===== Dataset content

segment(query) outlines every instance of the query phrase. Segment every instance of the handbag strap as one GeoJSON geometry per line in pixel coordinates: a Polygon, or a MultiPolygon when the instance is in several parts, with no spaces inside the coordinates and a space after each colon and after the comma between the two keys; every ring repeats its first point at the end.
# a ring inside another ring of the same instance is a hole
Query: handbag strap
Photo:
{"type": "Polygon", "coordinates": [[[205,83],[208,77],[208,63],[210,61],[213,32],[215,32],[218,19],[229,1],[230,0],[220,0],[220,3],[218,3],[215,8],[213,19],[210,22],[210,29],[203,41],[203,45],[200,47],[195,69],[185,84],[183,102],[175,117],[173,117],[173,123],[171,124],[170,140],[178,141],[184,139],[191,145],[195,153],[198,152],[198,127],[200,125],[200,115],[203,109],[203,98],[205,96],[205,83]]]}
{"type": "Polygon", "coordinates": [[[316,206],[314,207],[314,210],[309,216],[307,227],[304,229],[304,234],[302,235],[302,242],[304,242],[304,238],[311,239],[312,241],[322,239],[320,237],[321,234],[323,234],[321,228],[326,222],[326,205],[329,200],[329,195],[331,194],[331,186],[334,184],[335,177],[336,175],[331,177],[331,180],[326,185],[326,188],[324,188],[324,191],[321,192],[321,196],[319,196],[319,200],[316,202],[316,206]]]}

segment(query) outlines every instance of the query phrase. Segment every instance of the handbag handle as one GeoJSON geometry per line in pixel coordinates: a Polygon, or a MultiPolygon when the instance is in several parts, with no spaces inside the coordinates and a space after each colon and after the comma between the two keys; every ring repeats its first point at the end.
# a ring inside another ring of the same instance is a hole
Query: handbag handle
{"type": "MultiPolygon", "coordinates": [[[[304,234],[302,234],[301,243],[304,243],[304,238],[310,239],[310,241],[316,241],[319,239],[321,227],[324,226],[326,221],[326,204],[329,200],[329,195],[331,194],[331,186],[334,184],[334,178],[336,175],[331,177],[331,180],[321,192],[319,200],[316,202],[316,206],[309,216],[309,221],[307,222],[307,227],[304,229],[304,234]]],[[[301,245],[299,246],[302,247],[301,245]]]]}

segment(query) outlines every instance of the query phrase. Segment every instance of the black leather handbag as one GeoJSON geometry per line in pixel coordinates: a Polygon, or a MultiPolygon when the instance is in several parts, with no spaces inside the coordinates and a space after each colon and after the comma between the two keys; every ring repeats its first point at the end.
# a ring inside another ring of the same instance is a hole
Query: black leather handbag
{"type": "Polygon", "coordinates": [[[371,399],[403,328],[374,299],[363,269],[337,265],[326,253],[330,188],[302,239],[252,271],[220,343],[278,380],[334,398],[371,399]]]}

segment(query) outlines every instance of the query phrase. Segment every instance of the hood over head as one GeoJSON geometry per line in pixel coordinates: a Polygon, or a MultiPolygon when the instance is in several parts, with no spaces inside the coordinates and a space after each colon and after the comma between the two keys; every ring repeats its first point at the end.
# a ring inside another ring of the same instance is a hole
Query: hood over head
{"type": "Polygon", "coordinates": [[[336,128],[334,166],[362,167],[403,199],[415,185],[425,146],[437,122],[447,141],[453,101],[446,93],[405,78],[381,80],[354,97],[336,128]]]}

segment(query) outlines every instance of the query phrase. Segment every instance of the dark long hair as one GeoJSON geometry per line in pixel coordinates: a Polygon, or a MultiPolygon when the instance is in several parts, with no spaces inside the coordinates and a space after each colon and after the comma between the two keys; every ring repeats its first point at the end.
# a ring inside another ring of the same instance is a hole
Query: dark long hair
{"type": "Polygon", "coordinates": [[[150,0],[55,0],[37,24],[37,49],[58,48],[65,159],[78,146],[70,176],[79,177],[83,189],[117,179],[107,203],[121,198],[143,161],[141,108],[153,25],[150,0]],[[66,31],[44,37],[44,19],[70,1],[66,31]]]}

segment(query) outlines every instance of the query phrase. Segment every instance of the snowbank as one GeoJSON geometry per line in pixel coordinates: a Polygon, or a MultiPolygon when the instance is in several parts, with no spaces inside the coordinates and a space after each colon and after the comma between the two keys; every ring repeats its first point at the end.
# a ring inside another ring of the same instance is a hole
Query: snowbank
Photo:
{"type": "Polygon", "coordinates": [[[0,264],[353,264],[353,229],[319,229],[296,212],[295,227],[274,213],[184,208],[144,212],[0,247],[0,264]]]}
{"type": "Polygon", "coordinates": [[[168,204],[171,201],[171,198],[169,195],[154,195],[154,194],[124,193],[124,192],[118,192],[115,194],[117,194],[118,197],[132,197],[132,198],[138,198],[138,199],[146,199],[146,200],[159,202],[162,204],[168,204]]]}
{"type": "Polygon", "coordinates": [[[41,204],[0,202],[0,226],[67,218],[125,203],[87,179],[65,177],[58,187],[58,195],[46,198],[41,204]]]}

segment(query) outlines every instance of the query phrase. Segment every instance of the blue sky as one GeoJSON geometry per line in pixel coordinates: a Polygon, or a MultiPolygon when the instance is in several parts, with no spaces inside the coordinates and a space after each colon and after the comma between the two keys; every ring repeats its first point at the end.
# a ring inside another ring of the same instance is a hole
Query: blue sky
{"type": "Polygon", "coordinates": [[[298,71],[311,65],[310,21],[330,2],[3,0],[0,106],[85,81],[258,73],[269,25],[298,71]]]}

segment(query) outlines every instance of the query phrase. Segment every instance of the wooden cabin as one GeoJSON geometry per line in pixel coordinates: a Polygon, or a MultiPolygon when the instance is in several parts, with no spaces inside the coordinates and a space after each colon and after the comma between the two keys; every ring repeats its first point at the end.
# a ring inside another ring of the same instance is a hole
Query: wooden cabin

==========

Short problem
Extract all the material, leaving every line as it is.

Output of the exercise
segment(query) outlines every instance of the query phrase. Segment every instance of the handbag strap as one GeoJSON geometry per line in pixel coordinates: a Polygon, or a MultiPolygon when the instance is in several parts, with no spaces inside the coordinates and a space after each colon and after the comma between the two keys; every ring repeats its first point at the end.
# a ring inside another ring of the same instance is a hole
Query: handbag strap
Photo:
{"type": "Polygon", "coordinates": [[[205,83],[208,77],[208,63],[210,61],[213,32],[215,32],[218,19],[229,1],[230,0],[220,0],[220,3],[218,3],[215,8],[213,19],[210,22],[210,29],[203,41],[203,45],[200,47],[195,69],[185,84],[183,102],[175,117],[173,117],[173,123],[171,124],[170,140],[178,141],[184,139],[191,145],[195,153],[198,152],[198,127],[200,125],[200,115],[203,109],[203,98],[205,96],[205,83]]]}
{"type": "Polygon", "coordinates": [[[316,206],[314,207],[314,210],[309,216],[307,227],[304,229],[304,234],[302,235],[302,242],[304,242],[304,238],[311,239],[312,241],[322,239],[320,237],[321,234],[323,234],[321,228],[326,222],[326,205],[329,200],[329,195],[331,194],[331,186],[334,184],[335,177],[336,175],[331,177],[331,180],[326,185],[326,188],[324,188],[324,191],[321,192],[321,196],[319,196],[319,200],[316,202],[316,206]]]}

segment(query) outlines every instance of the query phrase. Segment every instance of the handbag handle as one GeoJSON geometry per line in pixel coordinates: a Polygon, or a MultiPolygon when the instance is in several parts, with no spaces inside the coordinates and a space after each colon and after the comma between the two keys; every ring repeats its first point at the end.
# a ring inside another ring of the same instance is a hole
Query: handbag handle
{"type": "MultiPolygon", "coordinates": [[[[304,234],[302,234],[301,243],[304,243],[304,238],[310,239],[310,241],[316,241],[319,239],[321,227],[324,226],[326,221],[326,204],[329,200],[329,195],[331,194],[331,186],[334,184],[334,178],[336,175],[331,177],[331,180],[321,192],[319,200],[316,202],[316,206],[309,216],[309,221],[307,222],[307,227],[304,229],[304,234]]],[[[301,245],[299,246],[302,247],[301,245]]]]}

segment(query) outlines every instance of the query phrase. Segment every instance of the black leather handbag as one GeoJSON geometry per line in pixel coordinates: a Polygon, or a MultiPolygon when the instance is in several parts, with no spaces inside the coordinates and a space after each colon and after the comma between the two keys; every ring repeats its first point at the end.
# a ring inside another ring of the same instance is a hole
Query: black leather handbag
{"type": "Polygon", "coordinates": [[[371,399],[403,328],[374,299],[363,269],[337,265],[326,253],[330,188],[302,239],[252,271],[220,343],[278,380],[334,398],[371,399]]]}

segment(query) outlines every instance of the query phrase. Segment every instance of the hood over head as one GeoJSON geometry per line in pixel coordinates: a Polygon, or a MultiPolygon when the instance is in several parts, with no spaces inside the coordinates and a space after each colon and after the comma between the two keys; every ring repeats its first point at the end.
# a ring inside another ring of the same instance is a hole
Query: hood over head
{"type": "Polygon", "coordinates": [[[336,128],[334,166],[362,167],[403,199],[415,185],[425,146],[437,122],[447,141],[453,101],[446,93],[405,78],[381,80],[354,97],[336,128]]]}

segment(query) outlines every instance of the query phrase. Segment every instance of the dark long hair as one GeoJSON geometry per line in pixel coordinates: a Polygon, or a MultiPolygon when the instance is in several parts, with no spaces inside the coordinates and a space after each colon and after the comma between the two keys; every ring repeats its first point at the end.
# a ring inside another ring of the same instance is a hole
Query: dark long hair
{"type": "Polygon", "coordinates": [[[150,0],[55,0],[37,24],[37,49],[58,48],[65,159],[78,146],[70,176],[79,177],[83,189],[117,179],[107,203],[121,198],[143,161],[141,108],[153,25],[150,0]],[[66,31],[44,37],[44,19],[70,1],[66,31]]]}

segment(query) outlines every instance of the query phrase. Segment every instance of the snowbank as one GeoJSON geometry per line in pixel coordinates: a Polygon, or a MultiPolygon when the instance is in several parts, with no spaces inside the coordinates and a space after each colon and after the comma between the two keys; every ring repeats its first point at the end.
# a ring inside another ring of the same instance is a hole
Query: snowbank
Photo:
{"type": "Polygon", "coordinates": [[[0,264],[353,264],[353,229],[319,229],[296,212],[295,227],[274,213],[184,208],[144,212],[0,247],[0,264]]]}
{"type": "Polygon", "coordinates": [[[168,204],[171,201],[171,198],[169,195],[154,195],[154,194],[124,193],[124,192],[118,192],[115,194],[117,194],[118,197],[132,197],[132,198],[138,198],[138,199],[146,199],[146,200],[159,202],[162,204],[168,204]]]}
{"type": "Polygon", "coordinates": [[[41,204],[0,202],[0,226],[67,218],[125,203],[87,179],[65,177],[58,187],[58,195],[46,198],[41,204]]]}

segment(query) outlines every instance of the query phrase. Segment every instance of the blue sky as one GeoJSON geometry per line in pixel coordinates: a Polygon, or a MultiPolygon when the instance is in several parts, with no spaces inside the coordinates and a space after each colon and after the comma between the two keys; every ring repeats its first point at the end.
# a ring inside another ring of the same instance is a hole
Query: blue sky
{"type": "Polygon", "coordinates": [[[298,71],[311,65],[310,21],[330,2],[3,0],[0,106],[85,81],[258,73],[269,25],[298,71]]]}

segment(query) outlines every instance of the query phrase. Segment every instance of the wooden cabin as one GeoJSON geometry per line in pixel coordinates: a Polygon, or a MultiPolygon when the instance is in several parts, with no spaces inside the coordinates and a space after each colon and after the comma between the two keys; every ring repeats its first point at the end.
# a ring inside another ring of the same instance is a hole
Query: wooden cabin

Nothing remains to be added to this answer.